WHAT THIS TASK INVOLVES
Return the records word for word. Any pictures in them are not part of the copy.

Data items
┄┄┄┄┄┄

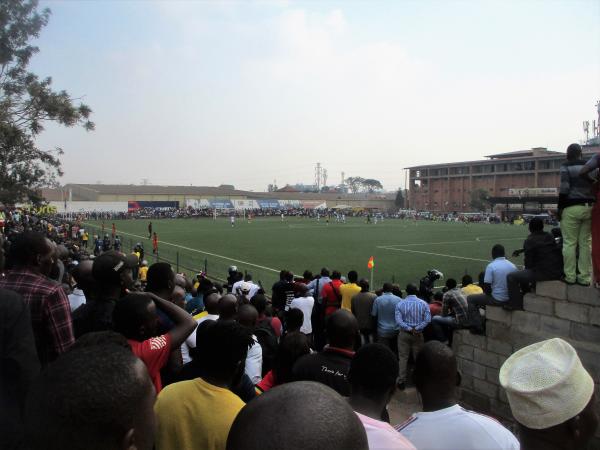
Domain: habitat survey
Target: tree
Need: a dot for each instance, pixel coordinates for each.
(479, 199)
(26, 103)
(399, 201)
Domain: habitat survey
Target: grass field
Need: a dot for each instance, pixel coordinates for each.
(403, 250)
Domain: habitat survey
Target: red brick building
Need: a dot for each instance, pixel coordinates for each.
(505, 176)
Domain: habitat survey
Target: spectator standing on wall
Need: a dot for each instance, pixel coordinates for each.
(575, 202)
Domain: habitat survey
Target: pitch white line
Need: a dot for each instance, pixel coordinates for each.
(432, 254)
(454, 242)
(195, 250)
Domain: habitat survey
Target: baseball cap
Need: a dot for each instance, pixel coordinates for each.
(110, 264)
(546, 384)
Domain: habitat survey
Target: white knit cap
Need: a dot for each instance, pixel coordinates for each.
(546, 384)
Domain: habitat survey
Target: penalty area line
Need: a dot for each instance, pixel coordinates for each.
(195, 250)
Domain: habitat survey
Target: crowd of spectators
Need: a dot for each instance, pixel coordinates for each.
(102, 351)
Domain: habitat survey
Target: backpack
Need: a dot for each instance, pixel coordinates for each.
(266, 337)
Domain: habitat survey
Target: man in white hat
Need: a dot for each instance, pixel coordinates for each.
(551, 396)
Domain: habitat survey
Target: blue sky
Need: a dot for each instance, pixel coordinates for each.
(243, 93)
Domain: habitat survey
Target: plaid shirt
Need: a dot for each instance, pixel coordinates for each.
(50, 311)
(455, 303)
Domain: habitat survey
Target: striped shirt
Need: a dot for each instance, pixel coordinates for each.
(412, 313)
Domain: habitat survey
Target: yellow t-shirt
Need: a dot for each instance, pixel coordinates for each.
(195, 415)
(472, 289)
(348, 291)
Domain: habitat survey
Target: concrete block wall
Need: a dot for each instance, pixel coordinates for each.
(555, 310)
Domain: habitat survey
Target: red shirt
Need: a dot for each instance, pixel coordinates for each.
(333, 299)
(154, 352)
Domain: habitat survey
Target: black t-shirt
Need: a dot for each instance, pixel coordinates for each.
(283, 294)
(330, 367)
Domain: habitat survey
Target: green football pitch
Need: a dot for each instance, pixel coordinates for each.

┄┄┄┄┄┄

THE SOLUTION
Domain: habitat survey
Target: tree
Need: a dot for each instance, pixel coordinates for each.
(479, 199)
(26, 103)
(399, 201)
Domain: habitat survey
Target: grass field
Need: a dot for each instance, pixel coordinates for each.
(403, 250)
Domain: habitat survey
Target: red brick building
Need: a dot for each instance, pixel coordinates for each.
(505, 176)
Domain: habitat survey
Target: spectator standing on wall
Need: a dot for each instance, pixel coordinates for each.
(575, 202)
Domain: habitat survey
Target: pitch white line
Need: a dot for each instance, pixel coordinates for each.
(432, 254)
(454, 242)
(195, 250)
Domain: habitat survey
Target: baseball cap
Need: a dot for each instance, pixel coordinates for each.
(110, 264)
(546, 384)
Domain: habitat survey
Target: white knit cap
Need: a dot for each instance, pixel coordinates for each.
(546, 384)
Domain: habitat survey
Target: penalty area line
Need: a dot for each instance, pixel coordinates for each.
(195, 250)
Domain: habitat survey
Target: crowd of spectators
Need: a dot for each instance, pixel coordinates for each.
(102, 351)
Domain: habitat survey
Target: backpack
Need: a dot for each instance, pixel coordinates for each.
(266, 337)
Domain: habitat survey
Target: man in white hat
Need: a dot for each instance, pixel coordinates for each.
(551, 396)
Domain: habitat survey
Target: blue sky
Need: a dot for each instance, pixel coordinates for each.
(243, 93)
Domain: habitat survey
Target: plaid shirt
Need: a dot for each instance, pixel coordinates for each.
(50, 311)
(455, 303)
Domain: habitat survey
Target: striped shirt
Need: a dot for each instance, pixel coordinates for each.
(412, 313)
Domain: habitat survey
Target: yellow t-shirt
Need: a dot for each instance, pixel coordinates for each.
(195, 415)
(472, 289)
(348, 291)
Domain: habitat survey
Target: concrete block wall
Need: a dot for each instance, pixel coordinates for each.
(555, 310)
Domain: habitat survey
Target: red shirt
Need: a dot for each instance, pixel coordinates for each.
(333, 299)
(154, 352)
Domain: habitat survey
Target: black t-shirt
Need: a dot for each instance, pixel coordinates for each.
(283, 294)
(330, 367)
Domain: habitat survey
Target: green football pitch
Need: a dot for each instance, pixel coordinates for each.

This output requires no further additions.